━━ Texto proporcionado

La opinión del Papa sobre el SIDA.
Durante las últimas semanas se han podido ver virulentos ataques al Papa en diversos medios de comunicación por sus opiniones sobre los medios óptimos de prevención del SIDA. En muchos casos estas críticas procedían de posiciones fuertemente ideologizadas ancladas bien en el ateismo o en el mero anticlericalismo que, probablemente, hubieran seguido atacando al jefe de la Iglesia Católica aunque hubiera estado de acuerdo en el uso del preservativo como, al parecer, único medio preventivo del contagio del virus de la inmunodeficiencia humana. También hubo al respecto opiniones “científicas”. Es bien conocida la postura al respecto de la revista Lancet, que ha realizado reiteradas críticas a este respecto tanto a Benedicto XVI como a su antecesor, Juan Pablo II.
Lo cierto es que, científicamente hablando, el Papa no se equivoca aunque esto no sea una cuestión de fe. Hasta el más tonto tiene que estar de acuerdo en que quien no práctica el sexo no puede contagiarse del virus, al menos por esta vía. ¿O será que alguien quiere convencer a su mujer de que lo cogió en un servicio público?. Pretender que cuando el Papa propone la abstinencia de la fornicación como método de control del SIDA en lugar del uso del preservativo, los oyentes sólo van a oír la segunda parte no es menos ridículo. Y pensar que el Papa puede ir contra los Evangelios recomendando el uso incontrolado del sexo, con o sin condón, es impropio de cualquier mente con un coeficiente intelectual normal.

━━━━
━━ Datos proporcionados

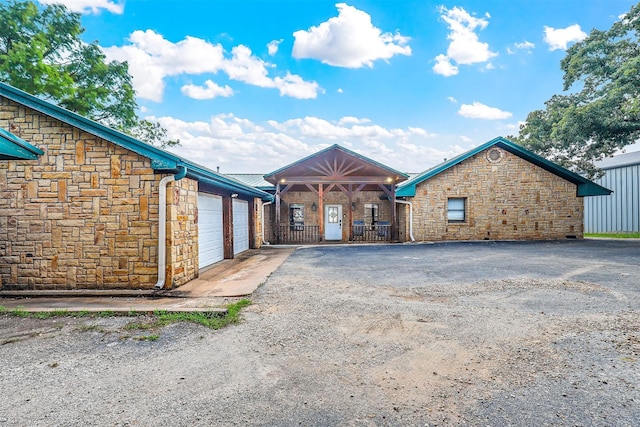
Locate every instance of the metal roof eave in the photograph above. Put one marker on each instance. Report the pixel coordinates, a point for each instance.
(201, 174)
(585, 187)
(161, 160)
(12, 147)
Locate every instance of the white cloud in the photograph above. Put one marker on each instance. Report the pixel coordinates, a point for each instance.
(273, 46)
(478, 110)
(88, 6)
(526, 45)
(152, 58)
(561, 37)
(210, 91)
(349, 40)
(466, 139)
(444, 66)
(239, 145)
(465, 48)
(352, 120)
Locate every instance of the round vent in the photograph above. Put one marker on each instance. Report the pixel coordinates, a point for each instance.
(494, 155)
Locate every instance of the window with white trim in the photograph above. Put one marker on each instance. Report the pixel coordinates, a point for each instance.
(456, 209)
(370, 213)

━━━━

Qué hacer:
Indique si cada afirmación concuerda con el texto sobre el Papa y el SIDA, y justifique cada respuesta con las palabras exactas del texto. (a) La revista Lancet ha criticado tanto a Benedicto XVI como a Juan Pablo II. (b) El texto sostiene que, desde el punto de vista científico, el Papa se equivoca. (c) Los ataques al Papa en los medios se produjeron durante los últimos años. Responda basándose solo en el texto sobre el Papa y el SIDA.

Resultado del ejercicio:
(a) Sí: «ha realizado reiteradas críticas a este respecto tanto a Benedicto XVI como a su antecesor, Juan Pablo II».
(b) No: «científicamente hablando, el Papa no se equivoca».
(c) No: «Durante las últimas semanas se han podido ver virulentos ataques al Papa».